#### [WHAT YOU ARE ASKED TO DO]
Give the listing again exactly as written.
===== DATA IN THIS EXERCISE =====
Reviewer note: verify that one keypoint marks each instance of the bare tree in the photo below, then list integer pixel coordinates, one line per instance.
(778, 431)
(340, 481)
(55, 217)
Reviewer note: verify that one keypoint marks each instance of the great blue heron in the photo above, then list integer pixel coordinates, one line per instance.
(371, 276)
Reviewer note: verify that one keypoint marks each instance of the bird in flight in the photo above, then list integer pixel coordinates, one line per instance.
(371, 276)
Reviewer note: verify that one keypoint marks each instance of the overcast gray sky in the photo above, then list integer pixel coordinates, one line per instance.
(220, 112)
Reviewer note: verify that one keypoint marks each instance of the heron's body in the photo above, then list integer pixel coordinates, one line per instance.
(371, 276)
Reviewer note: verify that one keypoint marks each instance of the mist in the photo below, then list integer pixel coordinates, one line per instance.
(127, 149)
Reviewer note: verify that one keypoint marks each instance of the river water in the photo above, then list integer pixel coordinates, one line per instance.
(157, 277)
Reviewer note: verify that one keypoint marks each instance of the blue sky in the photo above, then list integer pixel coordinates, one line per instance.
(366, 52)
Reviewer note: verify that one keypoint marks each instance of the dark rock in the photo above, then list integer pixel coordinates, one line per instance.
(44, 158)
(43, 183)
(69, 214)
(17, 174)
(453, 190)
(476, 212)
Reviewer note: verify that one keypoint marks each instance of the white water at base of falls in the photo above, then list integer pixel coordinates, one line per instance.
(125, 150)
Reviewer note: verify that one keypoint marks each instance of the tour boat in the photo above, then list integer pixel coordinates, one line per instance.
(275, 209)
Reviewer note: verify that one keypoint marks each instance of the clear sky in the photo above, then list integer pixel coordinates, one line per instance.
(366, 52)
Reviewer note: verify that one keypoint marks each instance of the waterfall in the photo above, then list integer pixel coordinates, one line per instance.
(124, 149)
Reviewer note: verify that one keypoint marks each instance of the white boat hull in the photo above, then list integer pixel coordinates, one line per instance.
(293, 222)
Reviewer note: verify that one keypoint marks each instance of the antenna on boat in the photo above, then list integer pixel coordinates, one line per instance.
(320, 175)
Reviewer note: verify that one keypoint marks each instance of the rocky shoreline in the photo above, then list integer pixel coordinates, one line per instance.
=====
#### [ANSWER TO THE EXERCISE]
Reviewer note: verify that one keypoint marks each instance of the bare tree in the photo below, then list integer pixel coordinates, one line per instance.
(778, 431)
(340, 481)
(55, 217)
Reviewer note: verify that one keypoint marks each instance of the great blue heron in the photo above, then list integer pixel coordinates, one line per instance.
(371, 276)
Reviewer note: verify that one keypoint marks each instance of the bird in flight in the photo above, then list integer pixel coordinates, one line per instance.
(371, 276)
Reviewer note: verify that one keypoint marks each instance of the overcast gray sky in the photo above, then list integer pixel coordinates, one line per instance.
(220, 112)
Reviewer note: verify that one keypoint marks each instance of the heron's body in the photo above, then list integer pixel coordinates, one line per instance.
(371, 276)
Reviewer note: verify that one keypoint marks each instance of the mist in the photo below, then list integer pixel coordinates, one line per instance.
(127, 149)
Reviewer note: verify that one keypoint marks each instance of the river water in the photo above, then list integer pixel coordinates, one line per instance.
(157, 277)
Reviewer note: verify that one keypoint marks each instance of the blue sky in the photo above, then list integer pixel coordinates, one line per instance.
(366, 52)
Reviewer note: verify that one keypoint marks each instance of the dark rock in the photo above, then list integer pixel coordinates, one line per instance.
(44, 158)
(43, 183)
(69, 214)
(17, 174)
(453, 190)
(476, 212)
Reviewer note: verify that one keypoint marks each instance of the white water at base of falls in the photo above, then list integer pixel coordinates, one line per instance.
(125, 150)
Reviewer note: verify that one keypoint marks each instance of the tour boat in the photo above, then list integer pixel coordinates, one line per instance.
(275, 209)
Reviewer note: verify that one keypoint marks each instance of the clear sky in the photo above, then list integer pixel coordinates, one line per instance.
(366, 52)
Reviewer note: verify that one keypoint marks each instance of the waterfall in the photo above, then list integer pixel coordinates, one line per instance.
(124, 149)
Reviewer note: verify that one keypoint marks each instance of the white boat hull in the photo above, then list integer pixel coordinates, one line per instance.
(293, 222)
Reviewer note: verify that one keypoint marks each instance of the antenna on boat in the photo above, then list integer pixel coordinates, one line per instance.
(320, 175)
Reviewer note: verify that one keypoint marks each instance of the rocky shoreline in the photo above, then list integer pixel coordinates, one line per instance.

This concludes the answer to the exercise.